▶ _TASK STATEMENT_
Retype every entry below exactly as it stands.

(Beginning of RECORDS TO PROCESS)

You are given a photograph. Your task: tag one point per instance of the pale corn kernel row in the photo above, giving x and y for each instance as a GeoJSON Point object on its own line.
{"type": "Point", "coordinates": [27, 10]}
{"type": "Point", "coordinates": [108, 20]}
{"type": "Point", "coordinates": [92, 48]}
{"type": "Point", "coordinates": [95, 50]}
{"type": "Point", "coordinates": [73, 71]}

(End of RECORDS TO PROCESS)

▶ _RESULT BELOW_
You are given a photograph. Your task: tag one point per instance of the pale corn kernel row in the photo above, giving x and y for each instance as a GeoJSON Point object on its own line.
{"type": "Point", "coordinates": [27, 10]}
{"type": "Point", "coordinates": [108, 20]}
{"type": "Point", "coordinates": [92, 48]}
{"type": "Point", "coordinates": [95, 50]}
{"type": "Point", "coordinates": [73, 71]}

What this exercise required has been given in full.